### WHAT THE EXERCISE ASKS
Copy the records below word for word, omitting the pictures.

╭─ EXTRACTED MATERIAL

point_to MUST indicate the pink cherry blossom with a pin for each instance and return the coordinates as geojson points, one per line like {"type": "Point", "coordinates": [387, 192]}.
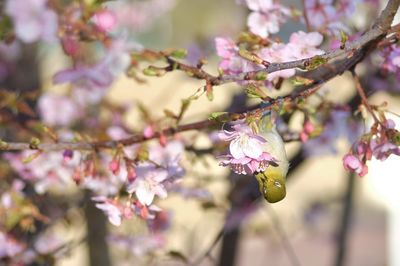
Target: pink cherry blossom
{"type": "Point", "coordinates": [33, 20]}
{"type": "Point", "coordinates": [324, 15]}
{"type": "Point", "coordinates": [383, 150]}
{"type": "Point", "coordinates": [246, 154]}
{"type": "Point", "coordinates": [352, 163]}
{"type": "Point", "coordinates": [169, 157]}
{"type": "Point", "coordinates": [47, 171]}
{"type": "Point", "coordinates": [105, 20]}
{"type": "Point", "coordinates": [112, 209]}
{"type": "Point", "coordinates": [266, 17]}
{"type": "Point", "coordinates": [231, 62]}
{"type": "Point", "coordinates": [308, 128]}
{"type": "Point", "coordinates": [9, 247]}
{"type": "Point", "coordinates": [102, 74]}
{"type": "Point", "coordinates": [301, 45]}
{"type": "Point", "coordinates": [391, 56]}
{"type": "Point", "coordinates": [138, 16]}
{"type": "Point", "coordinates": [148, 183]}
{"type": "Point", "coordinates": [138, 245]}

╰─

### RESPONSE TO THIS EXERCISE
point_to MUST indicate the pink cherry blossom with a pin for each instance and return the coordinates as geojson points, one per line like {"type": "Point", "coordinates": [387, 192]}.
Target: pink cherry blossom
{"type": "Point", "coordinates": [33, 20]}
{"type": "Point", "coordinates": [324, 15]}
{"type": "Point", "coordinates": [383, 150]}
{"type": "Point", "coordinates": [246, 154]}
{"type": "Point", "coordinates": [352, 163]}
{"type": "Point", "coordinates": [169, 157]}
{"type": "Point", "coordinates": [47, 171]}
{"type": "Point", "coordinates": [105, 20]}
{"type": "Point", "coordinates": [112, 209]}
{"type": "Point", "coordinates": [266, 17]}
{"type": "Point", "coordinates": [231, 62]}
{"type": "Point", "coordinates": [308, 128]}
{"type": "Point", "coordinates": [9, 247]}
{"type": "Point", "coordinates": [102, 74]}
{"type": "Point", "coordinates": [301, 45]}
{"type": "Point", "coordinates": [391, 56]}
{"type": "Point", "coordinates": [138, 16]}
{"type": "Point", "coordinates": [148, 183]}
{"type": "Point", "coordinates": [138, 245]}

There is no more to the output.